>> begin ENTRIES SUPPLIED

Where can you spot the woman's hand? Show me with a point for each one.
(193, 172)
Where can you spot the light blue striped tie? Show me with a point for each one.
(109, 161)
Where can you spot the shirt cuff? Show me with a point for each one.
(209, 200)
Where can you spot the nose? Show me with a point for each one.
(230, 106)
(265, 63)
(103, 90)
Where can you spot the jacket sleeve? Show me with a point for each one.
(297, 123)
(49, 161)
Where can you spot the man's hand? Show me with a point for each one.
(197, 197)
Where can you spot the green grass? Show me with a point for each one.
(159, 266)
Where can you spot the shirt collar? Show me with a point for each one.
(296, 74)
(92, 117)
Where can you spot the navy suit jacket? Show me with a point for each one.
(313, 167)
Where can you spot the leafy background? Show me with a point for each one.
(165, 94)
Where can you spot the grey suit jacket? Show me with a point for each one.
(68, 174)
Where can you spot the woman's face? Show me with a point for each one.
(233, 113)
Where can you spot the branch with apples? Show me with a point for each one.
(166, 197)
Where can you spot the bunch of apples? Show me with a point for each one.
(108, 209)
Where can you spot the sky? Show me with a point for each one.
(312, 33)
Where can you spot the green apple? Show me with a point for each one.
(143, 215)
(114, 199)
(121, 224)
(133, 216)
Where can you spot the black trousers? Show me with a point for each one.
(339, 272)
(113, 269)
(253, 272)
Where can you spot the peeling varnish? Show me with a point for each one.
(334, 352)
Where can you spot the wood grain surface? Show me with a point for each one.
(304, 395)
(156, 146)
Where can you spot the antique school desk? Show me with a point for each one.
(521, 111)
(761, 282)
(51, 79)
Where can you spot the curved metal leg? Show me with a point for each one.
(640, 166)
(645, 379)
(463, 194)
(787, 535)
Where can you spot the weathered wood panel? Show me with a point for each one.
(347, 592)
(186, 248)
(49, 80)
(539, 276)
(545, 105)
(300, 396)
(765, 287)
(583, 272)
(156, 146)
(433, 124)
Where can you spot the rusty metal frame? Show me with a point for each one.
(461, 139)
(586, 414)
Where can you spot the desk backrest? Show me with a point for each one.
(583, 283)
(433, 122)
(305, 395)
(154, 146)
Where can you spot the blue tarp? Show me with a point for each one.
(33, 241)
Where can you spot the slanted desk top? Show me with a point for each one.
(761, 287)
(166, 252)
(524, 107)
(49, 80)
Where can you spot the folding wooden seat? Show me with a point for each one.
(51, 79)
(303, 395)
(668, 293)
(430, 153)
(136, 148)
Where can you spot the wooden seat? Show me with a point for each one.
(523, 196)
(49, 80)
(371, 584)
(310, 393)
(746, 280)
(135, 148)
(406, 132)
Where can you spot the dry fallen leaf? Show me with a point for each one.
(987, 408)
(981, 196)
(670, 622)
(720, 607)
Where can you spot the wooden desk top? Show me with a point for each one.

>> end ENTRIES SUPPLIED

■ WORK TO BE COMPLETED
Produce an exact repeat of the lines from the one containing "Where can you spot the wood grain" through the last line of the data, and nothing more.

■ WORKED ANSWER
Where can you spot the wood grain surface? Show me with a point for each one.
(304, 395)
(156, 146)
Where can you spot the antique school desk? Show me with a point for each one.
(521, 111)
(761, 282)
(51, 79)
Where can you spot the curved metal leg? Show me with a point for each one.
(640, 166)
(645, 379)
(463, 194)
(787, 535)
Where can you spot the weathered wood panel? Show me with a point for each one.
(347, 592)
(186, 248)
(49, 80)
(539, 276)
(545, 105)
(300, 396)
(765, 287)
(583, 272)
(156, 146)
(433, 124)
Where can you spot the rusty metal frame? Show me with a point for each one.
(461, 139)
(586, 414)
Where can you spot the desk backrest? Show me with a point for each one.
(583, 283)
(433, 122)
(305, 395)
(154, 146)
Where can you spot the blue tarp? Show me with a point for each one.
(33, 241)
Where can you spot the slanted desk top? Show me with a point for each one.
(761, 287)
(166, 252)
(524, 107)
(49, 80)
Where can you spot the folding wooden seat? Show me with a point for each one.
(51, 79)
(303, 395)
(668, 293)
(430, 153)
(136, 148)
Where can you spot the wooden seat? Show me with a point for each one.
(523, 196)
(49, 80)
(371, 584)
(310, 393)
(746, 280)
(135, 148)
(406, 132)
Where can you spot the dry fallen leaf? Show me with a point for each one.
(987, 408)
(981, 196)
(670, 622)
(720, 607)
Where can you spot the wooden desk top? Show me with a point for each one.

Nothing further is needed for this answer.